## Письменное задание
Воспроизведите дословно все строки перечня ниже.

----------

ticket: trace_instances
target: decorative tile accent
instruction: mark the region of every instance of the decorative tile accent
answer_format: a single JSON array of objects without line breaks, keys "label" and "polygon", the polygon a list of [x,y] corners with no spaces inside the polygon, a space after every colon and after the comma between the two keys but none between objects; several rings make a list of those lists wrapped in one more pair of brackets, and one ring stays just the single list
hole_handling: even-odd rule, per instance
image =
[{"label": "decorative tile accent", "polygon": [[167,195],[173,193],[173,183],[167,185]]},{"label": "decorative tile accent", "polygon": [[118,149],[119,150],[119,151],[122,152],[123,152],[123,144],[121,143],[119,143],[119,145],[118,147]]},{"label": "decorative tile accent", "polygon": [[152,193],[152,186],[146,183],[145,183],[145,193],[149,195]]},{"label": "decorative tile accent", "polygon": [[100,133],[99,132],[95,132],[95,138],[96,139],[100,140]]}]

----------

## Ответ к заданию
ticket: trace_instances
target: decorative tile accent
instruction: mark the region of every instance of the decorative tile accent
answer_format: a single JSON array of objects without line breaks, keys "label" and "polygon", the polygon a list of [x,y] corners with no spaces inside the polygon, a space after every colon and after the comma between the two keys but none between objects; several rings make a list of those lists wrapped in one more pair of brackets, and one ring stays just the single list
hole_handling: even-odd rule, per instance
image =
[{"label": "decorative tile accent", "polygon": [[167,195],[173,193],[173,183],[167,185]]},{"label": "decorative tile accent", "polygon": [[118,149],[119,150],[119,151],[122,152],[123,152],[123,144],[121,143],[119,143],[119,145],[118,147]]},{"label": "decorative tile accent", "polygon": [[152,193],[152,186],[146,183],[145,183],[145,193],[149,195]]},{"label": "decorative tile accent", "polygon": [[100,133],[99,132],[95,132],[95,138],[96,139],[100,140]]}]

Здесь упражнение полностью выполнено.